- [Goal] Please reproduce the passage of the Edmond Rochat interview below between "In the Studio: Edmond" and "Rembrandt as exemplars.", inclusive.

- [Article]
In the Studio: Edmond Rochat
A naturally curious and observant person makes an excellent candidate for creating art of many kinds—paintings, sculpture, poetry, design, film—and the more experience and observations one gathers, the richer one’s output seems to become. New York-based painter Edmond Rochat is someone who spends just as much time exploring, reading, contemplating, and taking stock of the world around him as he does painting, and as a result his work contains multiple layers of meaning and depth. As a young artist with a strong interest in the humanities—specifically literature, philosophy, art, religion and history—it’s not surprising that Rochat gravitated toward a classical style of painting, and that he looks to such past masters as Michelangelo, Caravaggio and Rembrandt as exemplars.
In addition to being adept at portraiture and multi-figure compositions, Rochat has in recent years demonstrated his penchant for paintingdimly lit, quiet, and predominantly unoccupied interiors with an omnipresent sense of calm and mystery—which has helped him create a style we easily identify as his own. While Rochat is an artist who cultivates his curiosity and interests with determination, he also clearly cares about those viewing his work, spending generous amounts of time, attention, and detail helping others see the beauty and intrigue that he has discovered. In this Q+A, the artist shares insight into those observations and experiences, while describing how different art forms and sources of inspiration intersect in his work.
AM: You just had an opening for an exhibition titled Nature and Form. What was the body of work about, and how did you go about selecting the venue to exhibit it?

- [Record list]
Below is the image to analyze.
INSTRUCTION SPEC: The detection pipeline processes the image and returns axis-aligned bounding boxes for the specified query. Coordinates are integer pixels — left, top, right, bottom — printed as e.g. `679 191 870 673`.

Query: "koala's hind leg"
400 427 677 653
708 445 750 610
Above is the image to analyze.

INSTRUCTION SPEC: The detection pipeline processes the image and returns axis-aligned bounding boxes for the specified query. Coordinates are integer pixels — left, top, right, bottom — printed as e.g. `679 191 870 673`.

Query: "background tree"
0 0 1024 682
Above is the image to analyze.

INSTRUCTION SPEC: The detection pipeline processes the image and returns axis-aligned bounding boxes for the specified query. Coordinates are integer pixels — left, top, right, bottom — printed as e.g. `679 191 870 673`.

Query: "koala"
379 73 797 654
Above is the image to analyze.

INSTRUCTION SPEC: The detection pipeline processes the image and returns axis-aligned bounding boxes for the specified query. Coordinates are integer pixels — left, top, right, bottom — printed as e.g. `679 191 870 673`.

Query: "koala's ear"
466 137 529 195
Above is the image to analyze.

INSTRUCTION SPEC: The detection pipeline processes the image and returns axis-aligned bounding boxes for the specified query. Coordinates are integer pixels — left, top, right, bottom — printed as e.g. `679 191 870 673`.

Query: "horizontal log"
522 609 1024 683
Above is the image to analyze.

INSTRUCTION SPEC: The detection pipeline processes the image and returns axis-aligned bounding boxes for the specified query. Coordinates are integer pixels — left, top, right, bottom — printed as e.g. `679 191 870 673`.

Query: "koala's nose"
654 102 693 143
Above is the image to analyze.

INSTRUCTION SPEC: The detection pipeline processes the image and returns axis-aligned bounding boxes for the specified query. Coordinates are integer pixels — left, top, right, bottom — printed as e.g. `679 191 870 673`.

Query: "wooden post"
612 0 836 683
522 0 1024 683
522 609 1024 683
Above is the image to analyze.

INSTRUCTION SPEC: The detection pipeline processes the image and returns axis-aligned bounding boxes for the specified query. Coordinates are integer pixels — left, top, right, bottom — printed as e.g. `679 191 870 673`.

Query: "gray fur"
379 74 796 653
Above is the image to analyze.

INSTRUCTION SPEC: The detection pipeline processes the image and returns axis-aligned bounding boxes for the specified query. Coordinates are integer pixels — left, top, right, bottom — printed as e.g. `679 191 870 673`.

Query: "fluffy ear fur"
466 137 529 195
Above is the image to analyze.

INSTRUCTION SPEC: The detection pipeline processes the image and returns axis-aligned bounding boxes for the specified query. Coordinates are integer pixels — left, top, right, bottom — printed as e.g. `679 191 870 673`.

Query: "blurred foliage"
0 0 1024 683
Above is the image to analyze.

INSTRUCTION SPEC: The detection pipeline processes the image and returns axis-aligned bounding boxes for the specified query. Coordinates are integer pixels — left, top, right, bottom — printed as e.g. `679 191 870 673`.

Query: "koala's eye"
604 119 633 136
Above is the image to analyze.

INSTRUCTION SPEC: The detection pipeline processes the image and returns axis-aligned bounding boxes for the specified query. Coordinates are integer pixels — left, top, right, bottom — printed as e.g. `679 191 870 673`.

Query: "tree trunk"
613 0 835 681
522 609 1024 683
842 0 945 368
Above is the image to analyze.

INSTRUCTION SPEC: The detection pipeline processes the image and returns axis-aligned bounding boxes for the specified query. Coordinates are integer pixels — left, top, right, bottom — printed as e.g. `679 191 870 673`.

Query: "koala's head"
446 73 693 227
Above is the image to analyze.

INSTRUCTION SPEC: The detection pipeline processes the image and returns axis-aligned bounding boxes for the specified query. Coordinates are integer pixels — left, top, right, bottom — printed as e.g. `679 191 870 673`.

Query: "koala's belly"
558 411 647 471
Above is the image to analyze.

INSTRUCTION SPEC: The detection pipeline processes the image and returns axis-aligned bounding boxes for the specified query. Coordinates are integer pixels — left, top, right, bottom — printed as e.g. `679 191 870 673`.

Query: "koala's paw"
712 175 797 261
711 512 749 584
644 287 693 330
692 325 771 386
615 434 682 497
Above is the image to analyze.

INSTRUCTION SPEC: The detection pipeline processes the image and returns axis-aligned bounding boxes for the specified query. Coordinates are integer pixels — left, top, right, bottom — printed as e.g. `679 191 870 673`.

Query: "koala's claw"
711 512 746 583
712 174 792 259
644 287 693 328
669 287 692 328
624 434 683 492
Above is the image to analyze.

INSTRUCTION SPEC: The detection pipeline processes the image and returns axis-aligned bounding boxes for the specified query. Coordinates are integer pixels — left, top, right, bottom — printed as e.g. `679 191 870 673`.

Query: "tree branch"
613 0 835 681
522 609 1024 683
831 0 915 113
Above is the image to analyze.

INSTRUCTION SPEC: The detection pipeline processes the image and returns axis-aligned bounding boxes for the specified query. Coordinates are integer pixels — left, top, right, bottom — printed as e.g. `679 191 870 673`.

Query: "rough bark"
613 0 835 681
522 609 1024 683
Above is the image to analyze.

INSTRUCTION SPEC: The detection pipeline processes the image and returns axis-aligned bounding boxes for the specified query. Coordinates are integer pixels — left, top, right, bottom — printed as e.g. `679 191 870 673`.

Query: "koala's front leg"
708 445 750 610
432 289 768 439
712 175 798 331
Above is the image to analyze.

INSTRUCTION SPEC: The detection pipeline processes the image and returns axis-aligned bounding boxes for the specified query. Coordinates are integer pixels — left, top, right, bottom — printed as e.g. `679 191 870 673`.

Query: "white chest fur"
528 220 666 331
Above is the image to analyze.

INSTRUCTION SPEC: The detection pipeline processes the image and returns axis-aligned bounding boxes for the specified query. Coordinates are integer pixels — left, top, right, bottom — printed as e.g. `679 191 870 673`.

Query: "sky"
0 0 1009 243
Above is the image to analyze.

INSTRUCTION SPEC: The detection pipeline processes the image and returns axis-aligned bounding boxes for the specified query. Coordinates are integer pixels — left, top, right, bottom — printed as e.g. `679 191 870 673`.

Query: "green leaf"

- [Result]
In the Studio: Edmond Rochat
A naturally curious and observant person makes an excellent candidate for creating art of many kinds—paintings, sculpture, poetry, design, film—and the more experience and observations one gathers, the richer one’s output seems to become. New York-based painter Edmond Rochat is someone who spends just as much time exploring, reading, contemplating, and taking stock of the world around him as he does painting, and as a result his work contains multiple layers of meaning and depth. As a young artist with a strong interest in the humanities—specifically literature, philosophy, art, religion and history—it’s not surprising that Rochat gravitated toward a classical style of painting, and that he looks to such past masters as Michelangelo, Caravaggio and Rembrandt as exemplars.